DESCRIPTION OF THE TASK: Are you able to retype all the records below exactly?

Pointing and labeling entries

Begin

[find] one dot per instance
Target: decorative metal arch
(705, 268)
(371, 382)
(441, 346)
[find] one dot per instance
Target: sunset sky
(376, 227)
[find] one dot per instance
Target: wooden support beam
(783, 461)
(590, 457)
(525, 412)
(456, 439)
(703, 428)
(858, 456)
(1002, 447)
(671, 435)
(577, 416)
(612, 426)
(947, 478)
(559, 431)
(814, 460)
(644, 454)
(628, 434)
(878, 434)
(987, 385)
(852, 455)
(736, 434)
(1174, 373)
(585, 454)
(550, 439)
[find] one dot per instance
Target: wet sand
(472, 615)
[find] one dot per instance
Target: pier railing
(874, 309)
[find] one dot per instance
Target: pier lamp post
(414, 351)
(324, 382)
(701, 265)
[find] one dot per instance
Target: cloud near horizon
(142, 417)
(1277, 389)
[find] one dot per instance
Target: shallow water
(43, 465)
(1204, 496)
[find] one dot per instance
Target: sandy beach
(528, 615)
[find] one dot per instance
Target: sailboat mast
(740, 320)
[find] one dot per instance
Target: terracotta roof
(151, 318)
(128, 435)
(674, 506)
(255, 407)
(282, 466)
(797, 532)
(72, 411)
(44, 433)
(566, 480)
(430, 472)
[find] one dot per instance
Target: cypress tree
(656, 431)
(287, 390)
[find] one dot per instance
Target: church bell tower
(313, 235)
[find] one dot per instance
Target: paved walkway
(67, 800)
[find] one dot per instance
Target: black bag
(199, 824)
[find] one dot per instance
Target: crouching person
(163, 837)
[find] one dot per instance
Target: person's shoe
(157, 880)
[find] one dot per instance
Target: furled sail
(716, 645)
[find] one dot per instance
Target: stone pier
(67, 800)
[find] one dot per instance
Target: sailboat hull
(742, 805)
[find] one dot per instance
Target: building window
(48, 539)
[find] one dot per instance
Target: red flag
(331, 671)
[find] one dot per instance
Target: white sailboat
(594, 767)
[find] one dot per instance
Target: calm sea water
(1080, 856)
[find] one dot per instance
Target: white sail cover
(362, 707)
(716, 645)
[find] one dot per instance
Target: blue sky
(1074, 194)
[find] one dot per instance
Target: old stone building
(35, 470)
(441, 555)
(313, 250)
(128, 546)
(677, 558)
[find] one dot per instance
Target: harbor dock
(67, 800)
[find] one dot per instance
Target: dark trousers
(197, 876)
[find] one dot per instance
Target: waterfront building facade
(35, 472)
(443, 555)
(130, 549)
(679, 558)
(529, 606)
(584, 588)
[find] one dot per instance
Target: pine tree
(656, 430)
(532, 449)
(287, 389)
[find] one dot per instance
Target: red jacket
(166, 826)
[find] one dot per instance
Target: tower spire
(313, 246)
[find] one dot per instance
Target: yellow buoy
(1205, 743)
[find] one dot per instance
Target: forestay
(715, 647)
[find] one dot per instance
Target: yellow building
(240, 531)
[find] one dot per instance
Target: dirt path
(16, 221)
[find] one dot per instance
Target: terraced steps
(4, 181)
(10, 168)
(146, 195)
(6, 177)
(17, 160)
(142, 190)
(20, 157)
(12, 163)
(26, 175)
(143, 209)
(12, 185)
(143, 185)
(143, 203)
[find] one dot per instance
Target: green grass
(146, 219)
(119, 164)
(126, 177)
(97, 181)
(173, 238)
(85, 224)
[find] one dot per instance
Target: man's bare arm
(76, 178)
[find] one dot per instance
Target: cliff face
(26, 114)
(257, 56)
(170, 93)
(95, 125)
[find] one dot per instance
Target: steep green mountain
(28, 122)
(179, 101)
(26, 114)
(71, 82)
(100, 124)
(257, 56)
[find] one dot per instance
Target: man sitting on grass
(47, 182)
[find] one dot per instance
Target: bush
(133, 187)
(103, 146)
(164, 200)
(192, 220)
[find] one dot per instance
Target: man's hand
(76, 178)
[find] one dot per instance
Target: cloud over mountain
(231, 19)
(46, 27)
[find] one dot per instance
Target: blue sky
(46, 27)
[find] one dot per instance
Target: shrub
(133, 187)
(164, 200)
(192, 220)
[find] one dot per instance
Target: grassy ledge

End

WRITTEN ANSWER:
[find] one dot per instance
Target: decorative metal arch
(705, 268)
(371, 382)
(441, 346)
[find] one dot per instance
Target: sunset sky
(376, 227)
[find] one dot per instance
Target: wooden support beam
(783, 461)
(590, 457)
(525, 412)
(456, 439)
(703, 428)
(858, 456)
(1002, 447)
(671, 435)
(577, 416)
(612, 426)
(947, 478)
(559, 431)
(814, 460)
(644, 454)
(628, 434)
(878, 434)
(987, 385)
(852, 455)
(736, 434)
(1174, 373)
(585, 454)
(550, 439)
[find] one dot per instance
Target: wet sand
(472, 615)
[find] one dot per instance
Target: pier railing
(874, 309)
[find] one dot per instance
Target: pier lamp post
(414, 351)
(324, 382)
(701, 265)
[find] one dot per instance
Target: cloud near horizon
(142, 417)
(1277, 389)
[find] one dot per instance
Target: shallow water
(43, 465)
(1204, 496)
[find] one dot per instance
Target: sandy beach
(528, 615)
[find] one dot per instance
Target: sailboat mast
(740, 320)
[find] one dot per instance
Target: terracotta roof
(151, 318)
(128, 435)
(674, 506)
(255, 407)
(282, 466)
(797, 532)
(72, 411)
(44, 433)
(566, 480)
(430, 472)
[find] one dot per instance
Target: cypress tree
(656, 431)
(287, 390)
[find] one dot per instance
Target: church bell tower
(313, 235)
[find] one dot per instance
Target: paved walkway
(67, 800)
[find] one dot per instance
Target: black bag
(199, 824)
[find] one dot per instance
Target: crouching person
(163, 837)
[find] one dot per instance
Target: person's shoe
(157, 880)
[find] one dot per instance
Target: furled sail
(716, 645)
[find] one dot per instance
Target: stone pier
(67, 800)
[find] one dot per instance
Target: sailboat hull
(742, 805)
[find] one dot per instance
Target: building window
(48, 539)
[find] one dot per instance
Target: red flag
(331, 671)
[find] one dot per instance
Target: white sailboat
(594, 767)
[find] one dot per instance
Target: calm sea water
(1080, 856)
[find] one dot per instance
Target: white sail cover
(362, 707)
(716, 645)
[find] one dot per instance
Target: blue sky
(1074, 194)
[find] one dot per instance
Target: old stone building
(35, 470)
(441, 555)
(313, 250)
(128, 546)
(677, 558)
[find] one dot per instance
Target: harbor dock
(67, 800)
[find] one dot per instance
Target: dark trousers
(197, 876)
[find] one dot per instance
Target: waterfront building facade
(35, 472)
(443, 555)
(130, 549)
(679, 558)
(529, 606)
(584, 588)
[find] one dot per instance
Target: pine tree
(656, 430)
(532, 449)
(287, 389)
[find] one dot per instance
Target: red jacket
(166, 826)
[find] one dot per instance
Target: tower spire
(313, 246)
[find] one dot per instance
Target: yellow buoy
(1205, 743)
[find] one dot per instance
Target: forestay
(715, 647)
[find] one dot per instance
Target: yellow building
(240, 531)
[find] one dot per instance
Target: dirt path
(16, 221)
[find] one dot per instance
Target: terraced steps
(4, 181)
(10, 168)
(146, 195)
(6, 177)
(17, 160)
(142, 190)
(20, 157)
(12, 163)
(26, 175)
(143, 209)
(12, 185)
(143, 185)
(143, 203)
[find] one dot per instance
Target: green grass
(146, 219)
(119, 164)
(126, 177)
(97, 181)
(173, 238)
(85, 224)
[find] one dot per instance
Target: man's bare arm
(76, 178)
[find] one dot per instance
Target: cliff face
(26, 114)
(257, 56)
(170, 93)
(95, 125)
[find] one dot per instance
Target: steep green mountain
(28, 122)
(179, 101)
(26, 114)
(71, 82)
(100, 124)
(257, 56)
[find] one dot per instance
Target: man sitting on grass
(47, 182)
[find] one dot per instance
Target: bush
(133, 187)
(103, 146)
(164, 200)
(192, 220)
[find] one dot per instance
Target: man's hand
(76, 178)
[find] one dot per instance
Target: cloud over mountain
(231, 19)
(46, 27)
[find] one dot per instance
Target: blue sky
(46, 27)
[find] one dot per instance
Target: shrub
(133, 187)
(164, 200)
(192, 220)
[find] one dot per instance
Target: grassy ledge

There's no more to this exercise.